- _Extract to read_

That’s what happens in this excellent film. Part of the greatness is actors like the legendary Bogart, Johnson in his breakout role, and soon-to-be Disney movie dad archetype McMurray playing against type. The Navy fully supporting the film, after much haggling, lends much realism for the time, loaning the film two surplus ships to play the Caine and lending plenty of background in material and men. The legal drama is excellently done, the acting is as good as you’d expect from such luminaries, and the whole thing clips along. It is a classic film in every respect of the term. It was nominated for seven categories, including best picture, at the 27th Academy Awards, losing out to some flick called On The Waterfront.
The Caine Mutiny tells what the officers of the ship did. But it isn’t what the movie, or the novel it came from, is about.
It’s about morals, ethics, and authority under pressure.
These are themes throughout human history, covered in literature and film as long as we have had both mediums. The system is there for a reason, but at what point do you question the system, and when must you overthrow the system? Who is most right when everyone is at least partially wrong? What is the wrong thing to do when picking between the lesser of evils?
Timeless themes and questions, because humans will always need to know the answers to these unanswerable questions.
The genius of the story and of the film, brought out by the performances, is while everything the “mutineers” accused Queeg of was valid, it was far more complicated. He was mentally unwell, he had no business being in command of a ship especially in wartime, and he clearly was outside the mandate of his mission and his men. The crux of it, as Ferrer threw at them like Greenwald’s drink in Keffer’s face, was it didn’t happen in vacuum. They made decisions, both individually and as a group, that brought about a result their actions predestined to happen. Could Queeg have succeeded, or at least done better, had the crew supported him instead of undermined the already shaky captain? What other choice could Maryk have made with a captain so detached from reality he was committing court-martial offenses himself? When the officers board the flagship and realize the “real Navy” was a different world than their own aboard the Caine, should it have swayed them more than it did, or was the die cast at that point? At what point is someone too far gone to help?

- _Task instructions_
A. From the Caine Mutiny review, extract everything from "The Caine Mutiny" down to "authority under pressure.".
B. Summarize the Caine Mutiny review in two sentences.

- _Given records_
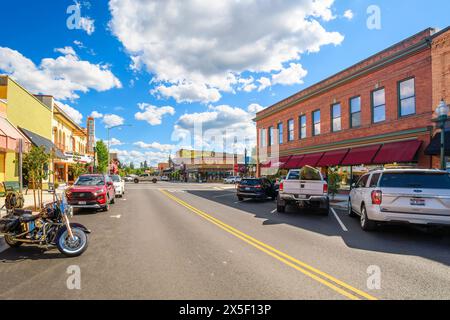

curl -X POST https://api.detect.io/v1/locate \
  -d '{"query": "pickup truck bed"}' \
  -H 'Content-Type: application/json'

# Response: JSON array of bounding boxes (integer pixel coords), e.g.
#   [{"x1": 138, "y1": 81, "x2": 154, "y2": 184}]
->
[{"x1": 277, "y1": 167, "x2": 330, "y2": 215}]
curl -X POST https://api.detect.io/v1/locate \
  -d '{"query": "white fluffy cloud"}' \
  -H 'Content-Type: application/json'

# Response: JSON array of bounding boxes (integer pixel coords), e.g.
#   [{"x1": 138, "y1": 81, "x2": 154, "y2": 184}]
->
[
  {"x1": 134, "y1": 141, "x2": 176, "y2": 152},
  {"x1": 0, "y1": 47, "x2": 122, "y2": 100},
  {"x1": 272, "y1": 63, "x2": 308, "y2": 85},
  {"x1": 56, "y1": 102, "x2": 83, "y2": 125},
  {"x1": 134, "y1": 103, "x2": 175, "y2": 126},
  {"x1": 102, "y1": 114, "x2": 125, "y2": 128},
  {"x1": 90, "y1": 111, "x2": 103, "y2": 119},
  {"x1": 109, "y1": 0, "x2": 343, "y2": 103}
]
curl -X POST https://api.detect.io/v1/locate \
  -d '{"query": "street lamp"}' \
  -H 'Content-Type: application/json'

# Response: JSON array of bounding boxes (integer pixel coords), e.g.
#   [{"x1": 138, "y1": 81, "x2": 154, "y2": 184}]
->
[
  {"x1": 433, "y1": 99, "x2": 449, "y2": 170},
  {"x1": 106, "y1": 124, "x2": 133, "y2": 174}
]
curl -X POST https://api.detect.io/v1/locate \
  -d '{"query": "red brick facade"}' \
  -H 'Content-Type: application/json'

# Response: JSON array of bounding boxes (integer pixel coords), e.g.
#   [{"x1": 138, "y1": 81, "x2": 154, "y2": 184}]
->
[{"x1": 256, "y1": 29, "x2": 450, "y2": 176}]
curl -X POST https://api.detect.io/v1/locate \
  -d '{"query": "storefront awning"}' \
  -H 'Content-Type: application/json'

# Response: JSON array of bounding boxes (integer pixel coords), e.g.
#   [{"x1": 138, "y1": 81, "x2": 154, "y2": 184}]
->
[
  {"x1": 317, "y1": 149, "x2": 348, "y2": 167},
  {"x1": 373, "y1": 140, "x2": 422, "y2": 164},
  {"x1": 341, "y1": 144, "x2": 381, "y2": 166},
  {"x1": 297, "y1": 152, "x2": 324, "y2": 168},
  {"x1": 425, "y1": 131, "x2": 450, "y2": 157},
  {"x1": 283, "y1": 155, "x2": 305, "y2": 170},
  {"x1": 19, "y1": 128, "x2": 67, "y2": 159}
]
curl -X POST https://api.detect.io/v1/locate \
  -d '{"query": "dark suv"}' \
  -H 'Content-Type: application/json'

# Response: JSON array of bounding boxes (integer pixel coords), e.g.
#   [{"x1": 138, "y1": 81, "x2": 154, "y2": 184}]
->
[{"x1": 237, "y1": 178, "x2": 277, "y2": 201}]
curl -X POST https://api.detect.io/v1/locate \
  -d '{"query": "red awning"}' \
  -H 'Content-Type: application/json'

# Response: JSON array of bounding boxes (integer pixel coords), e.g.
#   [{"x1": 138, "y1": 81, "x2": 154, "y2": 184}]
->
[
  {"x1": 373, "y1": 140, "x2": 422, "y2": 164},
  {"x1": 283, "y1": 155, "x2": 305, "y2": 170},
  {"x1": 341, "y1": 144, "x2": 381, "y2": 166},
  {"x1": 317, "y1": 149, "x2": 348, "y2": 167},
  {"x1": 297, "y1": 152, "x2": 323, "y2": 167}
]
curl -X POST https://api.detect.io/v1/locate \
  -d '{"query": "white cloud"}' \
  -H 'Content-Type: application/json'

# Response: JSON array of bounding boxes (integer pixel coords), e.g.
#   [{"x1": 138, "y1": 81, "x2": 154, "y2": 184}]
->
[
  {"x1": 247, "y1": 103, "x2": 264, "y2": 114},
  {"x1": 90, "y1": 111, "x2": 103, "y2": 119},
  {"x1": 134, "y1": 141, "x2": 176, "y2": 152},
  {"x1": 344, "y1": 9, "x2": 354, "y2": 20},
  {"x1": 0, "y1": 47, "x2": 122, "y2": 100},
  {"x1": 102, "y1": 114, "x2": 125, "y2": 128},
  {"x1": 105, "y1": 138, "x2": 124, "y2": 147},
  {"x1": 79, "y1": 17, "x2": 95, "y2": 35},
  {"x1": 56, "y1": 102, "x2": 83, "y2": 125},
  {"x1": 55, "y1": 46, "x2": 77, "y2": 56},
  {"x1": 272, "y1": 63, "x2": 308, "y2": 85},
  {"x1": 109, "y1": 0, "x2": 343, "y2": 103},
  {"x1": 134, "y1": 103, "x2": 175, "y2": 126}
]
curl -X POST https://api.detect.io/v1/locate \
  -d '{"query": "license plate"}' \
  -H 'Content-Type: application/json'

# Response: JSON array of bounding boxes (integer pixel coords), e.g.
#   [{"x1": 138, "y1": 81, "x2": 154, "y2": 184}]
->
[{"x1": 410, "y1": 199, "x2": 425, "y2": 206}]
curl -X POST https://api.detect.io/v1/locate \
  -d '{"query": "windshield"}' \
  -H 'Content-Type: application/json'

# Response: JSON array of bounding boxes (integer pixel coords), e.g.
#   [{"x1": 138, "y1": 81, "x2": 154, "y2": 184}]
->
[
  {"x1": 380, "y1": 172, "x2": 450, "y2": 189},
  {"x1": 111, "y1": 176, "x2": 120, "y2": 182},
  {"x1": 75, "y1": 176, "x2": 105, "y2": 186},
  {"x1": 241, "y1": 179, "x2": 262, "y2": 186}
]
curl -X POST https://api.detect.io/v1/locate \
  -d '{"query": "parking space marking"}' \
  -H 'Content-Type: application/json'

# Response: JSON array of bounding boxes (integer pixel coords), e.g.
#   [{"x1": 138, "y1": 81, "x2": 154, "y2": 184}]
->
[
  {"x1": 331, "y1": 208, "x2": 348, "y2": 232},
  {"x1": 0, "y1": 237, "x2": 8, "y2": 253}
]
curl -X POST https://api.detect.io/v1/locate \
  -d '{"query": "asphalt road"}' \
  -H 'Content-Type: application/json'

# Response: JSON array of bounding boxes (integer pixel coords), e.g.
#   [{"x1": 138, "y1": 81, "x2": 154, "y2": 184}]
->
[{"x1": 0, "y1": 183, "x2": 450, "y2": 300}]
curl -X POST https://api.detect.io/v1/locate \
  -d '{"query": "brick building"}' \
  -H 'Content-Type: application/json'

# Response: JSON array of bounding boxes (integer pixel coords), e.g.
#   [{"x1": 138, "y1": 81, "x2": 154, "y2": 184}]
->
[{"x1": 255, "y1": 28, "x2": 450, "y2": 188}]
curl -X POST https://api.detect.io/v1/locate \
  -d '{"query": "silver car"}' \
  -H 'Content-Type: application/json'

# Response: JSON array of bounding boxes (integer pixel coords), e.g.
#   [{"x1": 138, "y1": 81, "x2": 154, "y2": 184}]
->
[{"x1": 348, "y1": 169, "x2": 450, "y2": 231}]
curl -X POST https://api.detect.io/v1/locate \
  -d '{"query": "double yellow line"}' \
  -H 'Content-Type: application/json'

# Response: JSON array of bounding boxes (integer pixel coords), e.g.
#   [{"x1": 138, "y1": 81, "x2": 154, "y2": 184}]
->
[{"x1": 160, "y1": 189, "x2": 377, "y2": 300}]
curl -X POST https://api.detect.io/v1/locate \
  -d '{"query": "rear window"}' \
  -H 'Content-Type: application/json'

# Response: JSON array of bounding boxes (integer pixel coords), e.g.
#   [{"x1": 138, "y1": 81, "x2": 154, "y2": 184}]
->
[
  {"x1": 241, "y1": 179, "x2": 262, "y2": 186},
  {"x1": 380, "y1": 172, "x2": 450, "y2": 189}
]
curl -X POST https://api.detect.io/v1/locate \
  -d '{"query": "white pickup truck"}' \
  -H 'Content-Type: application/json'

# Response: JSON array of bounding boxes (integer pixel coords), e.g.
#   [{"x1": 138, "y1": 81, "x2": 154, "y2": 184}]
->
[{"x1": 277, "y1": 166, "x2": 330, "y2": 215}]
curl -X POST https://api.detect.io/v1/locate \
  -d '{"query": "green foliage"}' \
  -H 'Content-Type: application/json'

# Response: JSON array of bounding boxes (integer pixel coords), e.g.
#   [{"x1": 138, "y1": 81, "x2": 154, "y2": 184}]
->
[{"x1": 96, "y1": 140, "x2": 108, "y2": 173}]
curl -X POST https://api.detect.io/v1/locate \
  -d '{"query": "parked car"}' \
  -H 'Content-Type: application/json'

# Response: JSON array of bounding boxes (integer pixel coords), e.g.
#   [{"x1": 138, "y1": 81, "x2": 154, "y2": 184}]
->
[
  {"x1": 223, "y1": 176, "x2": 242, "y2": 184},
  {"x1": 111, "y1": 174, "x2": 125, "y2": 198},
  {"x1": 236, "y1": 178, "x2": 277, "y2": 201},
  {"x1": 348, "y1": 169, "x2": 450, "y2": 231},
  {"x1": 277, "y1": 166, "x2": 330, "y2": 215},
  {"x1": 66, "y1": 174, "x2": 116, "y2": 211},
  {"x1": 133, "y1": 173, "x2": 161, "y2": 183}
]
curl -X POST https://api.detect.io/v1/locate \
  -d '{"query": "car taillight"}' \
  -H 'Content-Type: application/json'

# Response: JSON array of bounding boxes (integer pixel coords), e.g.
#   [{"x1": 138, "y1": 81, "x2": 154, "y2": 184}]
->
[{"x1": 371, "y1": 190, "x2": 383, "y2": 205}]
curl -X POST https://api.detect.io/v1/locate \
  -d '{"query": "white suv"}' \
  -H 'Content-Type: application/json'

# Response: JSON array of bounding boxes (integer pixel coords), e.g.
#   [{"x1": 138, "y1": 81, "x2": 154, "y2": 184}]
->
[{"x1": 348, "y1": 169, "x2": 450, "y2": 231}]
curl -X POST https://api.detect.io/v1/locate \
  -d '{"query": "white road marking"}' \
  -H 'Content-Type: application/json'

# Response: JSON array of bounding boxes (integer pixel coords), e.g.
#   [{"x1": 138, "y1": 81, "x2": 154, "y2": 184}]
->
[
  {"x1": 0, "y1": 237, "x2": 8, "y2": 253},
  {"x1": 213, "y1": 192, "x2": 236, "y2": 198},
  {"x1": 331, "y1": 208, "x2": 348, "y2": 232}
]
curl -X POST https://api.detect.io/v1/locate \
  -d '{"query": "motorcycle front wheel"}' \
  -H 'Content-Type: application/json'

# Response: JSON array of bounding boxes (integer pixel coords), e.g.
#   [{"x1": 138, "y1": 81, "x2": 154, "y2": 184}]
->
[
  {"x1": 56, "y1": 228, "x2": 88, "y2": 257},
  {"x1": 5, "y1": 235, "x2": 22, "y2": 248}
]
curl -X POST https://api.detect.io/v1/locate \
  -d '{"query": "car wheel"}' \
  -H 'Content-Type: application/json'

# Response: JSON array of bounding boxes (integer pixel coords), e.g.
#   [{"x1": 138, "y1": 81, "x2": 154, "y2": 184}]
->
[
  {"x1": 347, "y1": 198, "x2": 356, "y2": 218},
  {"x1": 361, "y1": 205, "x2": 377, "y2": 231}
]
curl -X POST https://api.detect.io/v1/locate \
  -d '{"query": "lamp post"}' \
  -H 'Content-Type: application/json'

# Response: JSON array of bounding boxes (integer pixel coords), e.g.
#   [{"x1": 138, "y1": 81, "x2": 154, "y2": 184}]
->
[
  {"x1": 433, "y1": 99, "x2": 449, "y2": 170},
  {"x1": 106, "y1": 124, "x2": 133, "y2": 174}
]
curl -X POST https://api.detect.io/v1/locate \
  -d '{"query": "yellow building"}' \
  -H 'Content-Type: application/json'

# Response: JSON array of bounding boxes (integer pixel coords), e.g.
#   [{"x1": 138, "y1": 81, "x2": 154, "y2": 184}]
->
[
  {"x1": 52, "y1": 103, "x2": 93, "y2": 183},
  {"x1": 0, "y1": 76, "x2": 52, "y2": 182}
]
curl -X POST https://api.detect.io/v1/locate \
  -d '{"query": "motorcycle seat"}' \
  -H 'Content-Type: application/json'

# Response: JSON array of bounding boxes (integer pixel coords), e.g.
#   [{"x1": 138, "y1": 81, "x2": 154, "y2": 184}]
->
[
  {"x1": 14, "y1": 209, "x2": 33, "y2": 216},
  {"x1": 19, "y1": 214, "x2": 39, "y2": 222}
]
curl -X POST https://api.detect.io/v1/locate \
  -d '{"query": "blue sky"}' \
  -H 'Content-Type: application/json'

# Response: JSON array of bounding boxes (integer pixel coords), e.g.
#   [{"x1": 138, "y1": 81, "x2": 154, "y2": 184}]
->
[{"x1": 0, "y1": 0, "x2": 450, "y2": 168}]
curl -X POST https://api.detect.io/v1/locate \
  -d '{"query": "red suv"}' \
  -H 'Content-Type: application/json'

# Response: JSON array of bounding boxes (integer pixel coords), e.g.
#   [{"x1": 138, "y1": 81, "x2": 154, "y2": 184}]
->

- _Task-by-task outputs_
A.
The Caine Mutiny tells what the officers of the ship did. But it isn’t what the movie, or the novel it came from, is about.
It’s about morals, ethics, and authority under pressure.

B. The film is praised as a classic, with strong performances from Bogart, Johnson and McMurray, realism added by the Navy's support, and seven Academy Award nominations. The story is really about morals, ethics and authority under pressure: everything the officers accused Queeg of was valid, but their own decisions also helped bring about the result.